(Object point labels)
***

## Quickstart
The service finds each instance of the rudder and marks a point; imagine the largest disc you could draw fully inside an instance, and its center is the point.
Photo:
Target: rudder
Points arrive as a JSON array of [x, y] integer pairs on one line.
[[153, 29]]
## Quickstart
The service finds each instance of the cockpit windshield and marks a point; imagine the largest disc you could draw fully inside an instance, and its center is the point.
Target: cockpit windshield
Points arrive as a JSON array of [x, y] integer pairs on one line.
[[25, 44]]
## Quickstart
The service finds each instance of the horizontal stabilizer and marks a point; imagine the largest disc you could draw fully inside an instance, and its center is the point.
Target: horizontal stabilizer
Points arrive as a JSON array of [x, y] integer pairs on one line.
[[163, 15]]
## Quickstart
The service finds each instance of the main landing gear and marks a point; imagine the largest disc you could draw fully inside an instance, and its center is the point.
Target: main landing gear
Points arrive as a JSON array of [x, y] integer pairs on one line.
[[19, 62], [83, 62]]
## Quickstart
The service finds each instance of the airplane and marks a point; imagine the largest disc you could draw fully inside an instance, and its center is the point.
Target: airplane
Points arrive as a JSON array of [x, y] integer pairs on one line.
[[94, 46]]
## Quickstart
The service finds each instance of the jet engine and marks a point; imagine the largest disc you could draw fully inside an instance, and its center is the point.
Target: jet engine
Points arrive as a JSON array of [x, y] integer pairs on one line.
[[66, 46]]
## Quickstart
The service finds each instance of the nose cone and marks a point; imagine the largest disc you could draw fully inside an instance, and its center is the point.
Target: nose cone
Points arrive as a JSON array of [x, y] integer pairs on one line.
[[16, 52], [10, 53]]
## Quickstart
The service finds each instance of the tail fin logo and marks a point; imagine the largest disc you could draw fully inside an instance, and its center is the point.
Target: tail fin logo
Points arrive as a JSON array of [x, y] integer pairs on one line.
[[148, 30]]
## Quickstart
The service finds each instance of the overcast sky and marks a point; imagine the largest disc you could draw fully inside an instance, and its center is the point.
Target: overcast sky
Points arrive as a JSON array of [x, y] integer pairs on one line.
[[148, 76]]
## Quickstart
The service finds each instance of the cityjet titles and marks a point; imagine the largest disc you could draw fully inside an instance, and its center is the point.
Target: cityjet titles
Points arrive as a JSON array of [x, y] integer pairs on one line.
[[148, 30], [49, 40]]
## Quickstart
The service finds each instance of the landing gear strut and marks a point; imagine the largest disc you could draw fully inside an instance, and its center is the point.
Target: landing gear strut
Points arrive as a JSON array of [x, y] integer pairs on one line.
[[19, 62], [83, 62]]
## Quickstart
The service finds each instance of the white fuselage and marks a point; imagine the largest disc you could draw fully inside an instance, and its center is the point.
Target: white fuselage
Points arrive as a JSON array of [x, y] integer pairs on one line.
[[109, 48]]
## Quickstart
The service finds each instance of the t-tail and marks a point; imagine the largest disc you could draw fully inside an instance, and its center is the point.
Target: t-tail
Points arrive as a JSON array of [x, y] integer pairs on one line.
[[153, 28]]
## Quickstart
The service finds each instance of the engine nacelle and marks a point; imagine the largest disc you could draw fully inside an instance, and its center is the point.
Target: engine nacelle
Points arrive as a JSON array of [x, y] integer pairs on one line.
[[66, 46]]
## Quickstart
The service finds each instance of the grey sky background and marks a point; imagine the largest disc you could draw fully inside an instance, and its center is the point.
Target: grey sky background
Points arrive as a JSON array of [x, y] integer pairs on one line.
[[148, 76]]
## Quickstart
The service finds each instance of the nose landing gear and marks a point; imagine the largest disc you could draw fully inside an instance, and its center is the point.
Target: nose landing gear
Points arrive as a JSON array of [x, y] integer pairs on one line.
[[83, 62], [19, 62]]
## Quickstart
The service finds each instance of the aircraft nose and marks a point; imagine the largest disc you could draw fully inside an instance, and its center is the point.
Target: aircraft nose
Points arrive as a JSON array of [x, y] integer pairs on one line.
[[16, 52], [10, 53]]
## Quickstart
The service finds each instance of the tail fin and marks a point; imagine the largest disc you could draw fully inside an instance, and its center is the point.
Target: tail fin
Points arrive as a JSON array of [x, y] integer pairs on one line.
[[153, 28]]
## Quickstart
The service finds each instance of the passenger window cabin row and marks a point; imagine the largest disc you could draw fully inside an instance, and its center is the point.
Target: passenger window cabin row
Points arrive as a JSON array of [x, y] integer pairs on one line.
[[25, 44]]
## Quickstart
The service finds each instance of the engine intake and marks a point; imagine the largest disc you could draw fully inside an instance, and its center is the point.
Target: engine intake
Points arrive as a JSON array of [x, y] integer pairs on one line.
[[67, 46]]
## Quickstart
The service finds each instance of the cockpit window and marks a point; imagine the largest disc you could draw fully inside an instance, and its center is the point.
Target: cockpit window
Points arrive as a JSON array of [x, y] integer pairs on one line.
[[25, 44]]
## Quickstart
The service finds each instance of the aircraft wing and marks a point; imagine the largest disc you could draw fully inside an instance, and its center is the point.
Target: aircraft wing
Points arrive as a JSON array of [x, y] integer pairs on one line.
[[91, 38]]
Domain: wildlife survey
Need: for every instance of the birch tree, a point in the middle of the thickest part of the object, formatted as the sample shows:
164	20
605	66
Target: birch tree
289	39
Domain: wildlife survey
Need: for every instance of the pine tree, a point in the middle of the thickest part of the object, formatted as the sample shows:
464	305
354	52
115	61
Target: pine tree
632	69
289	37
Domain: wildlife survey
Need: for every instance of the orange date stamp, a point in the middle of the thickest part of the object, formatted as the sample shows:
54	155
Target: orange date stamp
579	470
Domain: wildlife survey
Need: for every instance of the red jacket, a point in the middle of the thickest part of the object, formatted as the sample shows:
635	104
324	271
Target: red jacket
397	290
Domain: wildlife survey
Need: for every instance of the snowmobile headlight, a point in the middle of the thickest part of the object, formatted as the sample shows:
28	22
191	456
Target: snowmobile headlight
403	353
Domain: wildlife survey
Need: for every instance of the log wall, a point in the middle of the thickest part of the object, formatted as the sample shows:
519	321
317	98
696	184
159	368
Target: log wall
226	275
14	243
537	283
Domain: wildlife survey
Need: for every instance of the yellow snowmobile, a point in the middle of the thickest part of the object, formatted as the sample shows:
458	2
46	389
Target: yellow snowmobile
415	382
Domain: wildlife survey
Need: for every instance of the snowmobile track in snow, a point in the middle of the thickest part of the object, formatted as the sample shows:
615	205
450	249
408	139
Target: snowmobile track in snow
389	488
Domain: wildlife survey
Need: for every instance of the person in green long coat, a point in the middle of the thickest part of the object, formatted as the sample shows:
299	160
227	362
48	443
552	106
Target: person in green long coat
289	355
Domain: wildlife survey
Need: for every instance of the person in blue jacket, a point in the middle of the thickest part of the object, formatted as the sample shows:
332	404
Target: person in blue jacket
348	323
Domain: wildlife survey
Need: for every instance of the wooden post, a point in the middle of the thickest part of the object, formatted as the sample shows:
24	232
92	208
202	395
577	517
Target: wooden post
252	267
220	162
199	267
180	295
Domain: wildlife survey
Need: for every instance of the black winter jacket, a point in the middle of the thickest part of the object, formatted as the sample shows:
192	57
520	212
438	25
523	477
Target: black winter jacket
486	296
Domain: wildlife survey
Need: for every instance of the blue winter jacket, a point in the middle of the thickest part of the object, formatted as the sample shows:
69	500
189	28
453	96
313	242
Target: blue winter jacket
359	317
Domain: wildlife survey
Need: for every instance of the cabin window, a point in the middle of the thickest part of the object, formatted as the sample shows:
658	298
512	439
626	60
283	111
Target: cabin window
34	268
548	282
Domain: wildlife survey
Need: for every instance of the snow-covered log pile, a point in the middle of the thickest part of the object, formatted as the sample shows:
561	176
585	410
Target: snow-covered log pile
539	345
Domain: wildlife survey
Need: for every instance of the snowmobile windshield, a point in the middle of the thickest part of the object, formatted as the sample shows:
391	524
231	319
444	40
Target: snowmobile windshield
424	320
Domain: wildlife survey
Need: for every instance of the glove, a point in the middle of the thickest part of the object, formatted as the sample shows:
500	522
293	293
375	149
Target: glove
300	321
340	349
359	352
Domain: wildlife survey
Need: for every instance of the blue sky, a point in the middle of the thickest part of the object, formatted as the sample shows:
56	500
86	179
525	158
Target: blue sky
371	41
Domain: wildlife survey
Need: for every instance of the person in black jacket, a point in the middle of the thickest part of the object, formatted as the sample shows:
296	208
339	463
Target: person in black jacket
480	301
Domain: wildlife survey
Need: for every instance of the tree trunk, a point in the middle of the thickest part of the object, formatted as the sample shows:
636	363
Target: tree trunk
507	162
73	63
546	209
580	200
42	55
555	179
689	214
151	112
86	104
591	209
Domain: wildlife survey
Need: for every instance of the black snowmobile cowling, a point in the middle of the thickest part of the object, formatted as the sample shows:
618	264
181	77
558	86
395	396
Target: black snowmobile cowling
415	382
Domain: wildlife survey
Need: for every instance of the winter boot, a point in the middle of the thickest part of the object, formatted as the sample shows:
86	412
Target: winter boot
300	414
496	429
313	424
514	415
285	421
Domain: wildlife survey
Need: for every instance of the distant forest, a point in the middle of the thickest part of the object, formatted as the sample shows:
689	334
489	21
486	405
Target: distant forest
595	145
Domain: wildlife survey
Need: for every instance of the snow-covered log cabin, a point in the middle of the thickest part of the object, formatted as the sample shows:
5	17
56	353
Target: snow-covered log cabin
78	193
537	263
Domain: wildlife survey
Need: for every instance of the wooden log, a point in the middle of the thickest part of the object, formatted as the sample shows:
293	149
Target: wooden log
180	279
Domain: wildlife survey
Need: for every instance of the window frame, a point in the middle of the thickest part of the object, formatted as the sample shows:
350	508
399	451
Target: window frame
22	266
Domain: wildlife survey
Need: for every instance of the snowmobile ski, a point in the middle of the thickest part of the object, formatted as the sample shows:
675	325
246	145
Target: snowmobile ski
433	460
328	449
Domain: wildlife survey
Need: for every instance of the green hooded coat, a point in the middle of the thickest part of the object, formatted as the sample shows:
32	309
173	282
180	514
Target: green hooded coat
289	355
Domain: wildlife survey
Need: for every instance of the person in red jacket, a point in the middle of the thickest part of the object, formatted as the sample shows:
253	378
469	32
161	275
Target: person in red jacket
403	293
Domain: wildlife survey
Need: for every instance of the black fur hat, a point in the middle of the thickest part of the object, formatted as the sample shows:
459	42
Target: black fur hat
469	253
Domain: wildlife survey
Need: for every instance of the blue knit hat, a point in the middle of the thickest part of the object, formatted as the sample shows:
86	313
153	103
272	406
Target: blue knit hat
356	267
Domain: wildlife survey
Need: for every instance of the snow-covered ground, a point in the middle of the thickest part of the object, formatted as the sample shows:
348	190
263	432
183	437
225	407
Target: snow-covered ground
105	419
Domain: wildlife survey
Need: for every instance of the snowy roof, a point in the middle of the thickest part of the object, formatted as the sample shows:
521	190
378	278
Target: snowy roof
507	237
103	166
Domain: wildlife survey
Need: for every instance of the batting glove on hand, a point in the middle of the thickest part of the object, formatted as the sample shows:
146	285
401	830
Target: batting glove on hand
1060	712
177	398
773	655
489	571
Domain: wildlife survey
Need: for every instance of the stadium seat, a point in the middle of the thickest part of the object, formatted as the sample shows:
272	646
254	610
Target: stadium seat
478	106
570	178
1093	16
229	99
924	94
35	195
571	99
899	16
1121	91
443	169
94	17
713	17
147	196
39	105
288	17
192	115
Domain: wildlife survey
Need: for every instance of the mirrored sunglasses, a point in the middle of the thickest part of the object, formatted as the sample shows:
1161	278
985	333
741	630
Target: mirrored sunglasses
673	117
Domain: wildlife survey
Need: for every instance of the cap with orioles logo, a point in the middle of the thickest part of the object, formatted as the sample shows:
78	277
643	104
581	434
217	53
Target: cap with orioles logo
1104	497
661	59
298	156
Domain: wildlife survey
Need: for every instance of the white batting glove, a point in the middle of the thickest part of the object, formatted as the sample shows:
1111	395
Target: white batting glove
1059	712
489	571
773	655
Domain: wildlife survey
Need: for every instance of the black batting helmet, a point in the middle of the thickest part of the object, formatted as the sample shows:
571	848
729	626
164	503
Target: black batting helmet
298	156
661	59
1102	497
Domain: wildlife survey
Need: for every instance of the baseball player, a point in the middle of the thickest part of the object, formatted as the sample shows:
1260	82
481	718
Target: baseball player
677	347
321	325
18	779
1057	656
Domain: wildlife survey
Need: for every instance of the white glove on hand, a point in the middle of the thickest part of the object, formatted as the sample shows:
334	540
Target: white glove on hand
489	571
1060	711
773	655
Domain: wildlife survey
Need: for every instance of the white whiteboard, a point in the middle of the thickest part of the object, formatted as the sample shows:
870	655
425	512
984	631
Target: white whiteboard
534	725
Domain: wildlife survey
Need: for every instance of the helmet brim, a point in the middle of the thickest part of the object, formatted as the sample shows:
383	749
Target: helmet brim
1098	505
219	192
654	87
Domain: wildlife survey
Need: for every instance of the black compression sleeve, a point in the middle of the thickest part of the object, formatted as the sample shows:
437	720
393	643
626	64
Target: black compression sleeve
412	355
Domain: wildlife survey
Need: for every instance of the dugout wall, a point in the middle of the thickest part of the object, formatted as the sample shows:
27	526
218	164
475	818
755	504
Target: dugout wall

***

> _WORK TO BE COMPLETED_: Gather every line from the lines above that contains the string "wall", and note that case counts.

> _OUTPUT OF THE TASK_:
Need: for every instance of the log wall, a point in the middle of the thickest part of the object, formatted as the sample shows:
Target: log wall
Need: for every instance of the dugout wall, a point in the middle of the thickest part of the object, formatted as the sample shows:
Target: dugout wall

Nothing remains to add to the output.